[Records to use — start]
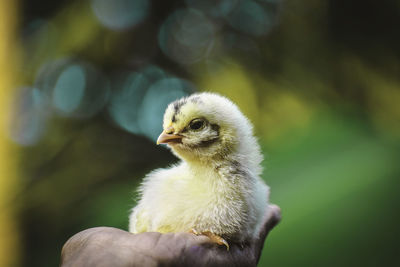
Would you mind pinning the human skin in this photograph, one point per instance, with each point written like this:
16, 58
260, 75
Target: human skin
107, 246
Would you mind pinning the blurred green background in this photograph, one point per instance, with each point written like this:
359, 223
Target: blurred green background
85, 83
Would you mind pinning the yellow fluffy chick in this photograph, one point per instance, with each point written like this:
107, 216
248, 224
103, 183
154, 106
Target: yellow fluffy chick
215, 189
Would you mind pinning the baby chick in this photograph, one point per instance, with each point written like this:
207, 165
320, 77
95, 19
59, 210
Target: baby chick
215, 189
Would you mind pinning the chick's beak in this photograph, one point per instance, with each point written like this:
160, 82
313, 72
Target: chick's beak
167, 136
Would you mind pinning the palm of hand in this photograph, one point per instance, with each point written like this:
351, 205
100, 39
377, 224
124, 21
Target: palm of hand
105, 246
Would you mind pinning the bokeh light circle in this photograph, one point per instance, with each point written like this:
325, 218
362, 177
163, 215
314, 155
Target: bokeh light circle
69, 89
187, 36
120, 14
251, 18
73, 88
126, 101
28, 117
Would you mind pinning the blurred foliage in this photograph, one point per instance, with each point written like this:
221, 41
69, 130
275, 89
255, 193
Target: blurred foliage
319, 80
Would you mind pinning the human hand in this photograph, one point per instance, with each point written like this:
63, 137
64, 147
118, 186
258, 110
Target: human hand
106, 246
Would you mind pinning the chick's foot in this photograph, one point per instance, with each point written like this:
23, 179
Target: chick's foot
213, 237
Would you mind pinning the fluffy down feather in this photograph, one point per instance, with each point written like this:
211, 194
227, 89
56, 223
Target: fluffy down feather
216, 187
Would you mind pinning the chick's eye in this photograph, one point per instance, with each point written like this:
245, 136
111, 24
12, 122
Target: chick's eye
196, 124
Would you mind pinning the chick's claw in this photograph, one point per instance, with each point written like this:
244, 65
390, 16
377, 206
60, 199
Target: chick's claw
213, 237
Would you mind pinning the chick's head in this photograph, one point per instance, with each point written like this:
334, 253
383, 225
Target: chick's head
204, 127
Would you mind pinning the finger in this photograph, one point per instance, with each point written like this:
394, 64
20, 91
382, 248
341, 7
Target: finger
272, 217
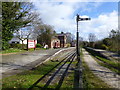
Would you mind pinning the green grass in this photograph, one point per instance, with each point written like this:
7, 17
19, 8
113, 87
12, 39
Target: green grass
111, 62
107, 66
90, 81
11, 50
27, 78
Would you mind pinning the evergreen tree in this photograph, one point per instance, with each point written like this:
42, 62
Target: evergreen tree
15, 15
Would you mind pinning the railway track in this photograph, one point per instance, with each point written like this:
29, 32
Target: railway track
58, 68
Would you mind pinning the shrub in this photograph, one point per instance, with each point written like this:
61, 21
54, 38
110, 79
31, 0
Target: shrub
5, 45
38, 45
19, 46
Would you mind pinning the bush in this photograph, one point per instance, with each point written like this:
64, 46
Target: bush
19, 46
38, 45
5, 45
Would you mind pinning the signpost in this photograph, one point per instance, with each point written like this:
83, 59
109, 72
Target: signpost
31, 44
78, 70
[Records to use — finish]
Work instructions
Your job is to copy every entry exactly. Omit the pictures.

Answer space
Would you mind pinning the human skin in this photograph, one point per instance, with each point written like this:
16, 58
260, 75
Target: human skin
107, 246
Would you mind pinning the blurred green background in this photograph, one point per instance, with each point written like this:
359, 223
Target: blurred green background
85, 83
Would you mind pinning the yellow fluffy chick in this photograph, one point per instance, with each point written like this:
107, 216
248, 224
103, 183
154, 106
Target: yellow fluffy chick
215, 189
Would you mind pinning the baby chick in this photograph, one point per instance, with each point written like this:
207, 165
320, 77
95, 19
59, 210
Target: baby chick
215, 189
Would you mind pinning the chick's beak in this photograph, one point per instance, with each point written like this:
160, 82
313, 72
Target: chick's beak
167, 136
Would you mind pinning the palm of hand in this photograph, one point per instance, with each point written like this:
351, 205
100, 39
377, 224
124, 21
Target: palm of hand
105, 246
Would you mind pinning the bokeh light circle in this photograph, one point per instance, with each point written like this:
325, 218
362, 177
163, 215
314, 155
Target: bokeh light circle
69, 89
187, 36
120, 14
251, 18
73, 88
126, 101
28, 117
Would you mind pinning the blurred foliage in this photograph, one point per instance, with each point written like this:
221, 41
69, 130
275, 89
255, 193
Target: blurred foliage
319, 80
Would you mind pinning the human hand in this photograph, one point per instance, with each point written like this:
63, 137
64, 147
118, 186
258, 110
Target: human hand
106, 246
Would you mind pinning the chick's foot in this photograph, one point per instance, with each point written like this:
23, 179
Target: chick's foot
213, 237
Would you mind pinning the fluffy down feather in this photograph, one point per instance, with each point written like this:
211, 194
227, 89
56, 223
Target: fluffy down feather
216, 187
Would you mind pinning the chick's eye in this photograph, one point per instance, with each point written like this:
245, 136
111, 24
12, 122
Target: chick's eye
196, 124
Would you mind pinning the chick's claw in this photograph, one point per instance, with each point written like this:
244, 65
390, 16
377, 206
60, 199
Target: chick's claw
213, 237
Would you mind pinning the chick's head in this photograph, one point per instance, with each point written like this:
334, 253
383, 225
Target: chick's head
204, 127
Would you mind pinning the finger in this photograph, one point per instance, with each point written like this:
394, 64
20, 91
382, 248
341, 7
Target: finger
272, 217
Would you mind pinning the green grass in this photograph, one point per instance, with each point written like this:
7, 17
19, 8
113, 87
12, 39
Target: green grass
111, 62
107, 66
90, 81
11, 50
27, 78
Would you mind pinning the evergreen tree in this photograph, one point per instance, with each point written like this:
42, 62
Target: evergreen tree
15, 15
Would you mind pinning the railway track in this photograph, one point per instance, with each point written like this:
29, 32
Target: railway track
58, 68
Would you mind pinning the shrub in this photograph, one point per instance, with each point written like this:
61, 21
54, 38
110, 79
31, 0
Target: shrub
5, 45
38, 45
19, 46
Would you mind pinning the bush in this photograph, one point per instance, with each point written like this:
64, 46
Target: bush
19, 46
38, 45
5, 45
Would you mind pinning the signpost in this photograph, one point per instance, with each point written like this:
83, 59
109, 72
Target: signpost
31, 44
78, 70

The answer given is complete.